EXERCISE OBJECTIVE:
Write out each of the records below word for word, with no changes of any kind.

MATERIAL PROVIDED:

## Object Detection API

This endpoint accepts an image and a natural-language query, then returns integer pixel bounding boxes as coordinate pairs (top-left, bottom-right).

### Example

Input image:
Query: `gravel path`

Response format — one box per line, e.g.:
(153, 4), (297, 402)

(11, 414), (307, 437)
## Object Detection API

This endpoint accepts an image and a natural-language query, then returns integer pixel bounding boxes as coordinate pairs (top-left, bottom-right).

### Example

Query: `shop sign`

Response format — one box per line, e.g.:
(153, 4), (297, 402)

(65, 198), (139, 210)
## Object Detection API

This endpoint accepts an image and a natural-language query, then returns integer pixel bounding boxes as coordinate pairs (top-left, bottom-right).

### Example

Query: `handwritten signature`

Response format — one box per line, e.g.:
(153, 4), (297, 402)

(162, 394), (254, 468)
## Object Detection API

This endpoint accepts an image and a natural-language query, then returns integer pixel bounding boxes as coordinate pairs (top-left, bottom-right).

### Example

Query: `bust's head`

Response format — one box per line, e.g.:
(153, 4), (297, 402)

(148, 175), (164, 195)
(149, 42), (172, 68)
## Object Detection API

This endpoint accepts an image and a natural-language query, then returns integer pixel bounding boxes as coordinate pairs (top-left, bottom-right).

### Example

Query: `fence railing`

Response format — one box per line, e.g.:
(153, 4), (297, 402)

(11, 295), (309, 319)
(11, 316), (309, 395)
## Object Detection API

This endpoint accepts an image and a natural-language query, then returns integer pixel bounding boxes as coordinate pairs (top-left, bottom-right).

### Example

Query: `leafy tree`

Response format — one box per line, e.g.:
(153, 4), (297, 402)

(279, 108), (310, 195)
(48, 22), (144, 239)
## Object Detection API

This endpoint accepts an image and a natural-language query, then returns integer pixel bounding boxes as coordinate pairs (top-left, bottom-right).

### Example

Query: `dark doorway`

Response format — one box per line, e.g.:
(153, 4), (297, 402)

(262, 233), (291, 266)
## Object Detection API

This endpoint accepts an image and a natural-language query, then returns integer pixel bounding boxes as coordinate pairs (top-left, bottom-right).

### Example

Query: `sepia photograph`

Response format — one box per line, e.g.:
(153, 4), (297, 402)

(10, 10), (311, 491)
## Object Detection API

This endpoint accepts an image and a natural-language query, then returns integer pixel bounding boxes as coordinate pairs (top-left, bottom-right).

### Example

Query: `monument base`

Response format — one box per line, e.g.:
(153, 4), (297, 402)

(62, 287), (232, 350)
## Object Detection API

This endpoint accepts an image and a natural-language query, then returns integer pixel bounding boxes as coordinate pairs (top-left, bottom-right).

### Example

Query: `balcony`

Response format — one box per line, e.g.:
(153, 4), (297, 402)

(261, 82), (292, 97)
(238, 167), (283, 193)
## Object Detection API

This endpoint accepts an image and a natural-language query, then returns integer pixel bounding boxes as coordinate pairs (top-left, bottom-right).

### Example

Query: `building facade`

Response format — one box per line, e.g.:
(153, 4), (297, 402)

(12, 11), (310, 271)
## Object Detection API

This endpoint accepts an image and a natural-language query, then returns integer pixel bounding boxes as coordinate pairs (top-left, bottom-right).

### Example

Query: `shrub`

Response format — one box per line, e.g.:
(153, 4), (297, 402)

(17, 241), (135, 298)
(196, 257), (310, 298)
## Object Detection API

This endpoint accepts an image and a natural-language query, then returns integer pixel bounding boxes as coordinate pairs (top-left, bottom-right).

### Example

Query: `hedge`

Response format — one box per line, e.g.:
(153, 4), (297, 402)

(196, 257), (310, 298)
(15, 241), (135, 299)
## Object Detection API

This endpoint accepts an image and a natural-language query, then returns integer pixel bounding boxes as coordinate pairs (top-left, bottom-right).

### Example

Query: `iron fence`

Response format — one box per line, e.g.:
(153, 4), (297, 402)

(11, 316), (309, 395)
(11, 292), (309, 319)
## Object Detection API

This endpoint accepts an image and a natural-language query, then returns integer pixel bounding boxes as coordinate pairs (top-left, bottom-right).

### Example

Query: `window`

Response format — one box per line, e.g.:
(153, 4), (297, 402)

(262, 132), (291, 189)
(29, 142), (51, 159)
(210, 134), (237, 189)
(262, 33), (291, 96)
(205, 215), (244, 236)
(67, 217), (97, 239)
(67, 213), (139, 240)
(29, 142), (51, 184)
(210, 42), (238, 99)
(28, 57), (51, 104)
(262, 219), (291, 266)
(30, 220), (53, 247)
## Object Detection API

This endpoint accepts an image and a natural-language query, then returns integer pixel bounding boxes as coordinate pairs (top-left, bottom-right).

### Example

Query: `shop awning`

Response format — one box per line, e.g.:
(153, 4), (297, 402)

RESPONSE FOR THIS EXERCISE:
## Object Detection API

This endpoint accepts an image and a natural-language query, then returns integer pixel bounding boxes as coordinate pairs (top-left, bottom-right).

### Example

Input image:
Query: `gravel path`

Response format — one box per line, e.g.:
(153, 4), (297, 402)

(11, 414), (307, 437)
## Object Detection API

This endpoint accepts an image and a natural-language query, then returns integer pixel bounding boxes as coordinate pairs (top-left, bottom-right).

### Example

Query: `shop sign`

Response format — one box per line, e.g.:
(153, 4), (297, 402)

(65, 198), (139, 210)
## Object Detection API

This endpoint accepts an image and a natural-language query, then returns integer pixel bounding boxes as coordinate pairs (top-left, bottom-right).

### Example

Query: `handwritten signature`

Response format — one box per line, e.g.:
(153, 4), (297, 402)

(162, 394), (254, 468)
## Object Detection API

This endpoint accepts an image and a natural-language query, then returns integer pixel bounding boxes as coordinate pairs (top-left, bottom-right).

### Example

Query: `bust's head`

Response format — one box per line, e.g.:
(153, 4), (297, 402)

(148, 175), (164, 195)
(149, 42), (172, 68)
## Object Detection API

This endpoint accepts an image and a natural-language query, then returns integer pixel bounding boxes as coordinate pairs (top-left, bottom-right).

### Example

Query: `fence railing`

Response format — one box per line, e.g.:
(153, 4), (297, 402)

(11, 295), (309, 319)
(11, 316), (309, 395)
## Object Detection API

This endpoint accepts an image and a natural-language query, then returns integer pixel bounding boxes as coordinate pairs (top-left, bottom-right).

### Example

Query: `leafy tree`

Response format — one box per line, e.g.:
(153, 4), (297, 402)

(279, 108), (310, 195)
(48, 22), (144, 239)
## Object Detection API

This endpoint accepts an image and a natural-language query, then returns integer pixel bounding boxes as coordinate pairs (top-left, bottom-right).

### Example

Query: `dark doorway`

Response format — one box per line, e.g.:
(153, 4), (297, 402)

(262, 233), (291, 266)
## Object Detection API

This endpoint accepts an image and a natural-language query, then returns integer pixel bounding boxes as coordinate pairs (top-left, bottom-right).

### Example

Query: `sepia photograph`

Response format — one box per line, e.g.:
(153, 4), (297, 402)

(10, 10), (311, 491)
## Object Detection API

This endpoint accepts an image and a natural-language query, then returns integer pixel bounding boxes as coordinate pairs (top-left, bottom-right).

### Example

Query: `monument base`

Response format — one box per line, e.g.:
(153, 4), (297, 402)

(62, 287), (232, 350)
## Object Detection API

This endpoint accepts an image and a natural-language query, then returns integer pixel bounding boxes as coordinate pairs (top-left, bottom-right).

### Example

Query: `balcony`

Response format — one box per line, e.g.:
(153, 4), (297, 402)

(261, 82), (292, 97)
(238, 167), (283, 193)
## Object Detection API

This endpoint accepts an image and a natural-language query, then returns integer pixel bounding boxes as coordinate pairs (top-left, bottom-right).

### Example

Query: `building facade`

Response format — one box per line, e.g.:
(153, 4), (297, 402)

(12, 11), (310, 271)
## Object Detection API

This endpoint accepts an image and a natural-language query, then returns integer pixel bounding boxes as coordinate pairs (top-left, bottom-right).

### Example

Query: `shrub`

Response format — one box per line, e.g.:
(153, 4), (297, 402)

(17, 241), (135, 298)
(196, 257), (310, 298)
## Object Detection API

This endpoint accepts an image and a natural-language query, then returns integer pixel bounding boxes as coordinate pairs (top-left, bottom-right).

### Example

Query: `hedge`

Response format — one box per line, e.g.:
(153, 4), (297, 402)

(196, 257), (310, 298)
(15, 241), (135, 299)
## Object Detection API

This endpoint accepts an image and a natural-language query, then returns integer pixel bounding boxes as coordinate pairs (top-left, bottom-right).

### Example

Query: `iron fence`

Response format — one box per line, e.g.:
(153, 4), (297, 402)

(11, 316), (309, 395)
(11, 292), (309, 319)
## Object Detection API

This endpoint accepts an image and a natural-language query, then returns integer pixel bounding boxes as coordinate pairs (top-left, bottom-right).

### Example

Query: `window`

Response format — one box per line, e.g.:
(153, 4), (297, 402)

(262, 132), (291, 189)
(29, 142), (51, 159)
(210, 134), (237, 189)
(262, 33), (291, 96)
(205, 215), (244, 236)
(67, 217), (97, 239)
(67, 213), (139, 240)
(29, 142), (51, 184)
(210, 42), (238, 99)
(28, 57), (51, 104)
(262, 219), (291, 266)
(30, 220), (53, 247)
## Object Detection API

This endpoint accepts an image and a natural-language query, then returns integer pixel bounding boxes as coordinate pairs (top-left, bottom-right).

### Example

Query: `shop awning`

Response format — one box per line, e.g.:
(153, 4), (297, 402)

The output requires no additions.